# DATA TO PROCESS
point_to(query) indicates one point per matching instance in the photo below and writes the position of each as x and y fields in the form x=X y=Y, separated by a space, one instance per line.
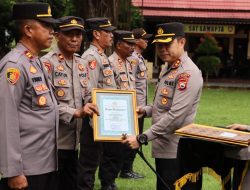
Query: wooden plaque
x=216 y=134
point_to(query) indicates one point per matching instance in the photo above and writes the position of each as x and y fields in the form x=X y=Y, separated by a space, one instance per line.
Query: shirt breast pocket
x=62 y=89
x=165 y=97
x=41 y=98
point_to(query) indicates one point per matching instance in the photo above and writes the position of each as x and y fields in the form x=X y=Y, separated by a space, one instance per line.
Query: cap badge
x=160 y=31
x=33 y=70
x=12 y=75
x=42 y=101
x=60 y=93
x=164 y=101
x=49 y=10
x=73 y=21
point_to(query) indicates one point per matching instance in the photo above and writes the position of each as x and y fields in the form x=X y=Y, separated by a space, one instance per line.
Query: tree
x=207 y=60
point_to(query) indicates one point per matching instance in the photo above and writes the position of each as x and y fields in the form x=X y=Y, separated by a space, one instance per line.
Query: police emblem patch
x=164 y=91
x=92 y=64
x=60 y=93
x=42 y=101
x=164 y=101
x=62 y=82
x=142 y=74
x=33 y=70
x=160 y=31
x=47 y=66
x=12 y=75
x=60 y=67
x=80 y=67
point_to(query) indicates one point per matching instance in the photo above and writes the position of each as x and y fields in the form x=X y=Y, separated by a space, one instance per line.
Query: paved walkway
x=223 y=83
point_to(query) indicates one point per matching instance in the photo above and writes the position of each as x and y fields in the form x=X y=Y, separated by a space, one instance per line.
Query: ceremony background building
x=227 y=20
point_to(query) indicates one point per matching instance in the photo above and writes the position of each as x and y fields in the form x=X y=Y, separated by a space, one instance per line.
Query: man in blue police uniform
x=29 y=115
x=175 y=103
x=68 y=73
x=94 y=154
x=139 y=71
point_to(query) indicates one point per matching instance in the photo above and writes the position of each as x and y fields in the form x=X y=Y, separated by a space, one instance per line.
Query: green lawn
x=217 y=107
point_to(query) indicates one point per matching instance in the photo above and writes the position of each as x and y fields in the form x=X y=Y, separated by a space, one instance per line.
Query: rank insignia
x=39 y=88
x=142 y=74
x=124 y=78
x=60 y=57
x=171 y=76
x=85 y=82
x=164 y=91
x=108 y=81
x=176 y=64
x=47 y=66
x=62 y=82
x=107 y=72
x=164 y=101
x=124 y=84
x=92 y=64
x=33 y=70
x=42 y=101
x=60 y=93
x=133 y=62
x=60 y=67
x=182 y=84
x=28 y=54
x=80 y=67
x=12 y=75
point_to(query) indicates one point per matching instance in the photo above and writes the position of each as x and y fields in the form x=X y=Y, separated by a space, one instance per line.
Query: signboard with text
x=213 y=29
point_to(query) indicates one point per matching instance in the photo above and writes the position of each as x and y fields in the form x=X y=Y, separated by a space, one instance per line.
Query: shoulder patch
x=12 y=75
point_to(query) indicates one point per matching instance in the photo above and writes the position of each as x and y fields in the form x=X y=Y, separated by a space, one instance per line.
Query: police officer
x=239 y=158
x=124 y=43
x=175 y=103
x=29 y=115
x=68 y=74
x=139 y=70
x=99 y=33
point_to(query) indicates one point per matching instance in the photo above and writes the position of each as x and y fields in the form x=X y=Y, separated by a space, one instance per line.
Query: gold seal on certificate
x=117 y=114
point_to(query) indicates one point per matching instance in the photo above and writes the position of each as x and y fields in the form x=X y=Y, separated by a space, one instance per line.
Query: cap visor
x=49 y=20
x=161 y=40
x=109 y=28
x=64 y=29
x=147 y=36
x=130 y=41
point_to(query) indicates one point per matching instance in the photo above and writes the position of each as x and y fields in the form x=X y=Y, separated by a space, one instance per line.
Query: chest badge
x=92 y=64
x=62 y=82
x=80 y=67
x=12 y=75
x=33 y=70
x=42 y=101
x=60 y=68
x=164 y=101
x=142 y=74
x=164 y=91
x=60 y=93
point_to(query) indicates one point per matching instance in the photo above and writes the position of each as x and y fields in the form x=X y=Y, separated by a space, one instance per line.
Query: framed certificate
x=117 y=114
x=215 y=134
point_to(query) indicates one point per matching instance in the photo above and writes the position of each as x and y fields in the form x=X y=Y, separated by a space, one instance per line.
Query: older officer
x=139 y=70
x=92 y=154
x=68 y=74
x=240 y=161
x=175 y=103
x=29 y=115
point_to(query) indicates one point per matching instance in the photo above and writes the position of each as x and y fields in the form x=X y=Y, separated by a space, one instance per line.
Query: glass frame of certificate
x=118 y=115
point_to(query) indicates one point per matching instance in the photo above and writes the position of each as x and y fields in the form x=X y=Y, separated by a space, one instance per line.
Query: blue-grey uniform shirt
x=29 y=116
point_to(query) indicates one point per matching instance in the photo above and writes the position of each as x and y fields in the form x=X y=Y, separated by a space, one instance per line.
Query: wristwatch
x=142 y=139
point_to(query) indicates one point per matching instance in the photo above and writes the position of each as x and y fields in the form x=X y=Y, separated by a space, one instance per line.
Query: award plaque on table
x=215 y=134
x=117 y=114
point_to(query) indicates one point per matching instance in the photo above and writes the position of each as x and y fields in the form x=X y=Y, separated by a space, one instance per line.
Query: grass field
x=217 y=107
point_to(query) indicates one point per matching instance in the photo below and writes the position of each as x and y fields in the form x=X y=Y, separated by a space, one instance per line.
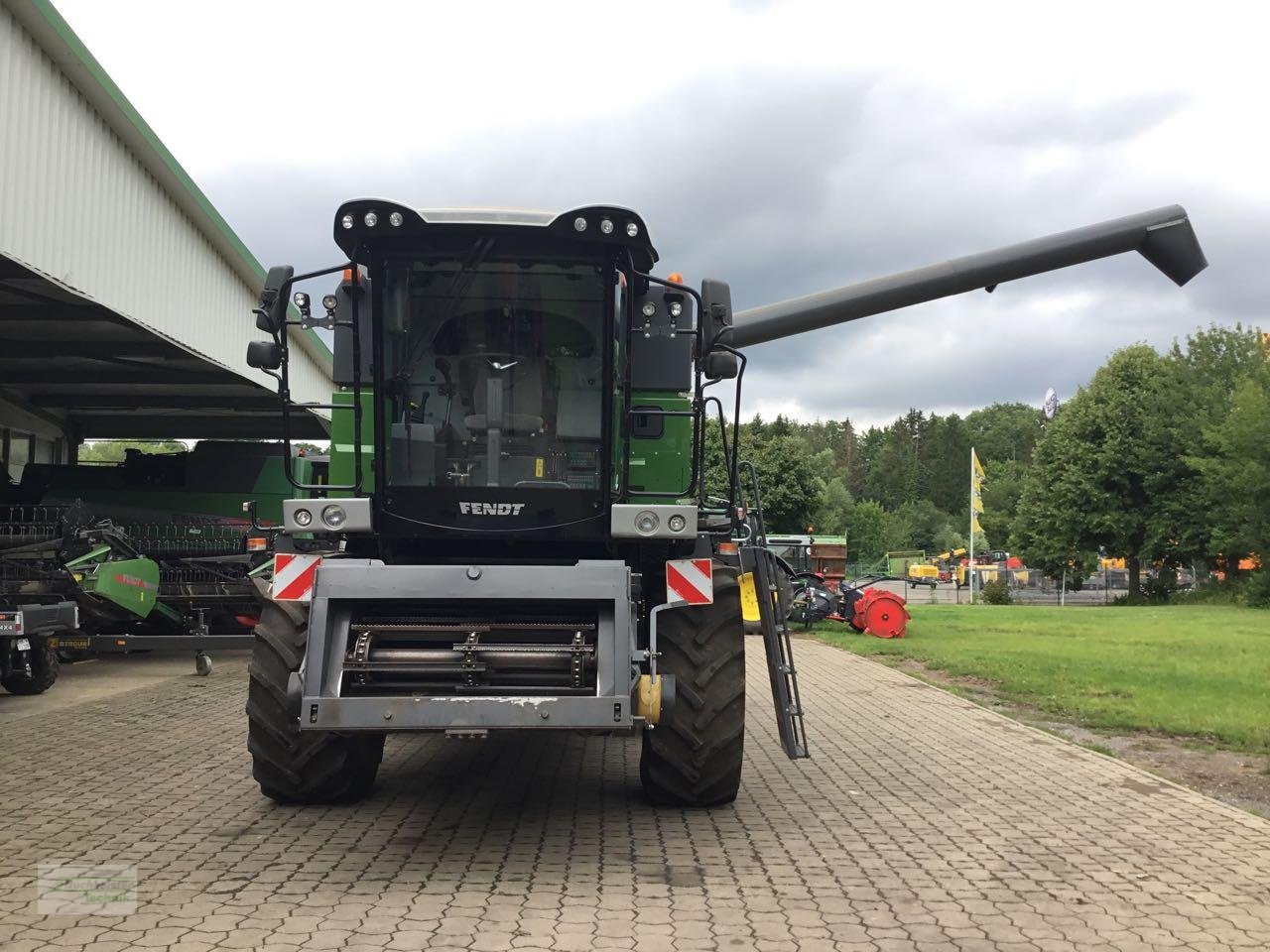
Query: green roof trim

# THE PROBLEM
Convert the listing above into a JSON list of strings, one string per line, with blank lines omitted and the pictures left out.

# RESULT FOR THIS EXERCISE
[
  "point_to(query) indicates one point per matching instance in the photo below and writes the position of each as x and y fields in the form x=X y=Y, separated by a space, one instance per line.",
  "Query: wooden plaque",
  "x=216 y=134",
  "point_to(query) indicates one point per matching instance in the photo above and writes the position of each as x and y fields in the form x=X y=Y, separated by a space, one instance per line.",
  "Query: shirt breast pocket",
  "x=62 y=89",
  "x=165 y=97",
  "x=41 y=98",
  "point_to(query) indicates one point per matching instance in the photo above and writes the position of each as x and y fields in the form x=X y=Y, separated by a space, one instance per line.",
  "Query: cap badge",
  "x=160 y=31",
  "x=33 y=70",
  "x=12 y=75",
  "x=42 y=101",
  "x=60 y=93",
  "x=164 y=101",
  "x=49 y=10",
  "x=73 y=21",
  "point_to(query) indicates one point per matching instance in the photo above and writes the position of each as x and y fields in the form x=X y=Y, separated by a space, one instance per line.",
  "Query: tree",
  "x=207 y=60",
  "point_to(query) indicates one point per matching instance in the photo above and writes the position of each as x and y fields in the form x=X y=Y, separated by a space, one instance per line.",
  "Query: police emblem patch",
  "x=164 y=91",
  "x=92 y=64",
  "x=60 y=93",
  "x=42 y=101",
  "x=164 y=101",
  "x=62 y=82",
  "x=142 y=74",
  "x=33 y=70",
  "x=160 y=31",
  "x=47 y=66",
  "x=12 y=75",
  "x=60 y=67",
  "x=80 y=67",
  "point_to(query) indicates one point per matching instance in the photo above and writes the position of each as x and y fields in the form x=X y=Y, separated by a space, one instance per line.",
  "Query: paved walkway",
  "x=223 y=83",
  "point_to(query) indicates one point per matching instance in the photo above and writes the position of each as x and y fields in the form x=X y=Y, separated by a space, one instance per line.",
  "Query: ceremony background building",
  "x=227 y=20",
  "point_to(query) indicates one point per matching instance in the photo above and writes the position of each as x and y fields in the form x=X y=Y, separated by a space, one instance per line.",
  "Query: man in blue police uniform",
  "x=29 y=115",
  "x=175 y=103",
  "x=68 y=73",
  "x=94 y=154",
  "x=139 y=71",
  "point_to(query) indicates one point per matching instance in the photo above and writes the position of each as x and y fields in the form x=X y=Y, separated by a space, one instance per line.",
  "Query: green lawn",
  "x=217 y=107",
  "point_to(query) indicates one point per matching instance in the photo above and writes the position of each as x and y fields in the form x=X y=Y, separated by a space, one instance per line.",
  "Query: rank insignia",
  "x=39 y=88",
  "x=142 y=74",
  "x=124 y=78",
  "x=60 y=57",
  "x=171 y=76",
  "x=85 y=82",
  "x=164 y=91",
  "x=108 y=81",
  "x=176 y=64",
  "x=47 y=66",
  "x=62 y=82",
  "x=107 y=72",
  "x=164 y=101",
  "x=124 y=84",
  "x=92 y=64",
  "x=33 y=70",
  "x=42 y=101",
  "x=60 y=93",
  "x=133 y=62",
  "x=60 y=67",
  "x=182 y=84",
  "x=28 y=54",
  "x=80 y=67",
  "x=12 y=75",
  "point_to(query) indicates one point per matching instance in the photo above and writes the position of each as x and y fields in the form x=X y=Y, separated by a space, one instance per line.",
  "Query: signboard with text",
  "x=213 y=29",
  "point_to(query) indicates one point per matching instance in the photo above and writes the position of each as x and y fields in the form x=X y=Y, separated by a space, one instance per line.",
  "Query: shoulder patch",
  "x=12 y=75",
  "point_to(query) indicates one point per matching instance in the photo above and writes the position of each as x and y fields in the form x=X y=Y, separated by a space, one instance per line.",
  "Query: police officer",
  "x=239 y=158",
  "x=124 y=43",
  "x=175 y=103",
  "x=29 y=115",
  "x=68 y=74",
  "x=139 y=70",
  "x=99 y=33",
  "point_to(query) indicates one point per matching instance in the photo above and writes the position of each as x and y fields in the form x=X y=Y, separated by a space, one instance per line.",
  "Query: gold seal on certificate",
  "x=117 y=114",
  "point_to(query) indicates one point per matching instance in the photo above and writes the position of each as x and y fields in the form x=X y=Y, separated by a space, one instance per line.",
  "Query: cap visor",
  "x=49 y=20",
  "x=161 y=40",
  "x=109 y=28",
  "x=64 y=29",
  "x=147 y=36",
  "x=130 y=41",
  "point_to(query) indicates one point per matching instance in the photo above and writes the position of each as x and y fields in the form x=X y=Y, separated by a space, one instance per line.",
  "Query: chest badge",
  "x=92 y=64",
  "x=62 y=82",
  "x=80 y=67",
  "x=12 y=75",
  "x=33 y=70",
  "x=42 y=101",
  "x=60 y=68",
  "x=164 y=101",
  "x=142 y=74",
  "x=164 y=91",
  "x=60 y=93",
  "point_to(query) indicates one point per matching instance in the photo above and writes the position of each as x and y fields in the form x=X y=Y, separated by a space, one instance per line.",
  "Query: framed certificate",
  "x=117 y=114",
  "x=215 y=134",
  "point_to(query) indicates one point per matching instance in the photo above and writes the position of each as x and y fields in the form x=X y=Y, separated by a space, one instance per line.",
  "Query: older officer",
  "x=139 y=70",
  "x=92 y=154",
  "x=68 y=74",
  "x=240 y=161",
  "x=175 y=103",
  "x=29 y=115",
  "point_to(query) indicates one point per matching instance in the photo above and writes the position of each as x and y fields in the form x=X y=Y, separated by a space, one instance per line.",
  "Query: glass frame of certificate",
  "x=118 y=115",
  "point_to(query) indicates one point per matching instance in the photo above and writes the position of each as x and y fields in the form x=X y=Y, separated by a space, one instance per line.",
  "Query: blue-grey uniform shirt",
  "x=29 y=116",
  "point_to(query) indicates one point per matching instance in the photo above and writes the position of each as x and y fields in the form x=X y=Y, separated by a space, one instance per line.",
  "Query: wristwatch",
  "x=142 y=139",
  "point_to(query) indicates one point per matching instance in the photo above and writes the position of each as x and y fields in the form x=X y=Y, separated by a space, one instance per line.",
  "Query: award plaque on table",
  "x=215 y=134",
  "x=117 y=114",
  "point_to(query) indicates one point per matching instance in the photo above and writes the position of each as x and y fields in the form x=X y=Y, separated by a space, one instance per line.",
  "Query: grass field",
  "x=217 y=107",
  "point_to(query) indicates one point per matching instance in the photo below and writes the position of each as x and y fields in the form x=X y=Y, separated by a space, one instance per line.",
  "Query: green roof trim"
]